**Given problem:**
Transcribe the passage on efficient container images from "Characteristics of Efficient" to "are most important?", inclusive.
[Page text start]
Characteristics of Efficient Container Images
Before we go over specific actions to take when building container images, we will talk about what makes a good container image. What should your goals be when designing new images? Which characteristics and what behavior are most important?
Some qualities to aim for are:
A single, well-defined purpose
Container images should have a single discrete focus. Avoid thinking of container images as virtual machines, where it can make sense to package related functionality together. Instead, treat your container images like Unix utilities, maintaining a strict focus on doing one small thing well. Applications can be coordinated outside of the container scope to compose complex functionality.
Generic design with the ability to inject configuration at runtime
Container images should be designed with reuse in mind when possible. For instance, the ability to adjust configuration at runtime is often required to fulfill basic requirements like testing your images before deploying to production. Small, generic images can be combined in different configurations to modify behavior without creating new images.
Small image size
Smaller images have a number of benefits in clustered environments like Kubernetes. They download quickly to new nodes and often have a smaller set of installed packages, which can improve security. Pared down container images make it simpler to debug problems by minimizing the amount of software involved.
Externally managed state
Containers in clustered environments experience a very volatile life cycle including planned and unplanned shutdowns due to resource scarcity, scaling, or node failures. To maintain consistency, aid in recovery and availability of your services, and to avoid losing data, it is critical that you store application state in a stable location outside of the container.
[Page text end]
[Data provided start]
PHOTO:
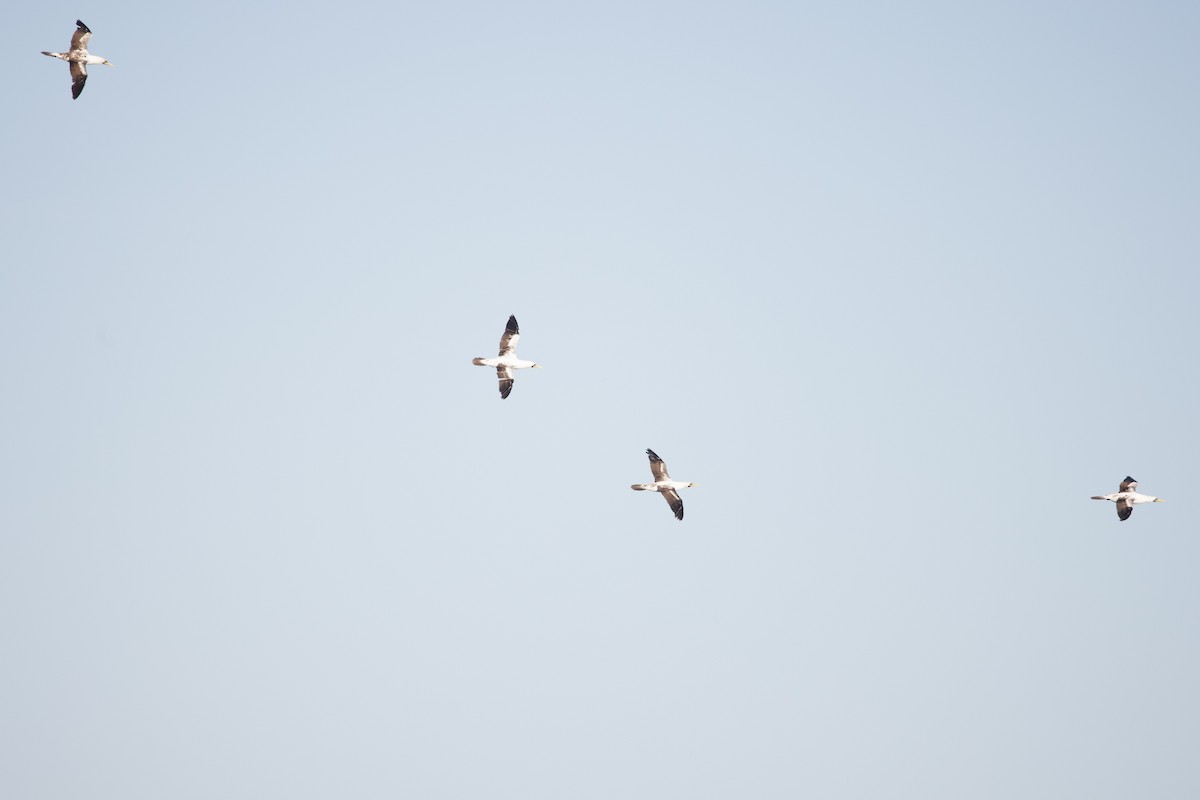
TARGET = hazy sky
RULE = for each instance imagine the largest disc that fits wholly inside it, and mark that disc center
(898, 284)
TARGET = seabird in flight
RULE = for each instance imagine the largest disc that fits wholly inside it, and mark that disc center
(508, 360)
(1127, 497)
(78, 58)
(664, 485)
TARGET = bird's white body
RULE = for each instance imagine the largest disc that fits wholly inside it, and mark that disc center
(507, 361)
(1127, 497)
(1132, 498)
(664, 485)
(78, 58)
(661, 486)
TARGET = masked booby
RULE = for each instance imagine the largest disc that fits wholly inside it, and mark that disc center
(664, 485)
(1127, 497)
(508, 360)
(78, 58)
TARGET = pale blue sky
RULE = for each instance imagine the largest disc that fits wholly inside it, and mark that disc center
(268, 533)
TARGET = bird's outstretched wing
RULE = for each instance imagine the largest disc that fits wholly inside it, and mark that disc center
(505, 377)
(78, 78)
(1123, 509)
(511, 334)
(658, 467)
(81, 37)
(673, 500)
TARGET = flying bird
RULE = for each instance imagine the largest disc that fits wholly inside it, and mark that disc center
(78, 58)
(508, 360)
(664, 485)
(1127, 497)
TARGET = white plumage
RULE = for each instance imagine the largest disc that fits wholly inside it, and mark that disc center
(664, 485)
(508, 360)
(1127, 497)
(78, 58)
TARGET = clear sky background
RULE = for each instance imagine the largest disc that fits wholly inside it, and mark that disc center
(898, 284)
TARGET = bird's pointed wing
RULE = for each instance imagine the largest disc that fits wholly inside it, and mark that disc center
(658, 467)
(81, 37)
(505, 377)
(673, 500)
(1123, 509)
(511, 334)
(78, 78)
[Data provided end]
**Solution to the exercise:**
Characteristics of Efficient Container Images
Before we go over specific actions to take when building container images, we will talk about what makes a good container image. What should your goals be when designing new images? Which characteristics and what behavior are most important?